▸ CONSIGNE 1
Relevez toutes les sociétés parties aux affaires jointes nommées dans le communiqué de presse.
▸ CONSIGNE 2
D'après le communiqué de presse, où les produits acquis par A & G Imports avaient-ils d'abord été mis sur le marché ?
**** TEXTE SOURCE ****
Division de la Presse et de l'Information

COMMUNIQUE DE PRESSE No 58/2001

20 novembre 2001

Arrêt dans les affaires jointes C-414/99, C-415/99 et C-416/99

Zino Davidoff SA/A & G Imports Ltd, Levi Strauss & Co, Levi Strauss (UK) Ltd/ Tesco Stores, Tesco plc et Costco Wholesale UK Ltd


LE CONSENTEMENT DU TITULAIRE D'UNE MARQUE A UNE COMMERCIALISATION DANS L'EEE DE PRODUITS MIS DANS LE COMMERCE EN DEHORS DE CELUI-CI DOIT ÊTRE EXPRIME DE FAÇON CERTAINE, QU'IL SOIT EXPRES OU IMPLICITE. TEL N'EST PAS LE CAS D'UN SIMPLE SILENCE DU TITULAIRE DE LA MARQUE.

Zino Davidoff est titulaire de deux marques “Cool Water” et “Davidoff Cool Water”, enregistrées au Royaume-Uni pour des produits de toilette et des cosmétiques. Les produits en cause portent des numéros d'identification et sont vendus par elle ou pour son compte à la fois dans et en dehors de l'Espace économique européen (EEE).

A & G Imports a acquis des stocks de produits qui avaient été initialement mis sur le marché à Singapour par Davidoff ou avec son consentement. A & G a importé ces stocks dans la Communauté (en l'espèce au Royaume-Uni), où elle a commencé à les vendre. Ces produits ne se distinguent des autres produits de la marque Davidoff que par la suppression ou l'effacement des numéros d'identification.
**** ENTRÉES DE LA LISTE ****
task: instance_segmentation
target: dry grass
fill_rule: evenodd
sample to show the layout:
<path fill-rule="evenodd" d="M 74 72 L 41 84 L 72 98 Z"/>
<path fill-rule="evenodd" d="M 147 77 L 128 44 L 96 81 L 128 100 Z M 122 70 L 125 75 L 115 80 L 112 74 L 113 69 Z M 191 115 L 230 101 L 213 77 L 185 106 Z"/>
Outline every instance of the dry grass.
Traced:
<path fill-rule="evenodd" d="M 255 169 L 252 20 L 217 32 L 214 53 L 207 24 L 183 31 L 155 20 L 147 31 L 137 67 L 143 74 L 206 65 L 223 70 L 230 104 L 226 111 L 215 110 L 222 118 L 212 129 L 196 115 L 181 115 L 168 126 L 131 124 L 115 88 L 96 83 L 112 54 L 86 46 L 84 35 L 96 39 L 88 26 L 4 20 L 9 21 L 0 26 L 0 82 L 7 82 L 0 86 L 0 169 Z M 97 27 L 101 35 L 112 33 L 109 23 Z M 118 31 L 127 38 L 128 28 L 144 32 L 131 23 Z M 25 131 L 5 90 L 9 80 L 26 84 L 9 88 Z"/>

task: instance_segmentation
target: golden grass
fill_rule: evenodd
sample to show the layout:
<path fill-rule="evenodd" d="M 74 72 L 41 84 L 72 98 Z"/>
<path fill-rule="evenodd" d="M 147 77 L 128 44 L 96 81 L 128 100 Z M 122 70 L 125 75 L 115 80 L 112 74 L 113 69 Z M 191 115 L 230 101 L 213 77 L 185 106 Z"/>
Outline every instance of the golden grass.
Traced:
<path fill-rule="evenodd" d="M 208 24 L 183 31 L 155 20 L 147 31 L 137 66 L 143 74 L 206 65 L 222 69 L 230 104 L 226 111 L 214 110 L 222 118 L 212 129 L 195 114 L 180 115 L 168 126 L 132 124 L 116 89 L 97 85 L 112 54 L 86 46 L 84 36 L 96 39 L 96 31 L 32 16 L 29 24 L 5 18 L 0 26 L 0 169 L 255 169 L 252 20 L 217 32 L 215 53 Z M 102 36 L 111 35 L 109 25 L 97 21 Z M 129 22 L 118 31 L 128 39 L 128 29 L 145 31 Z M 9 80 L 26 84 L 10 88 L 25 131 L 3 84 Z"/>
****
▸ RÉPONSE CORRECTE 1
Zino Davidoff SA
A & G Imports Ltd
Levi Strauss & Co
Levi Strauss (UK) Ltd
Tesco Stores
Tesco plc
Costco Wholesale UK Ltd

▸ RÉPONSE CORRECTE 2
À Singapour, par Davidoff ou avec son consentement.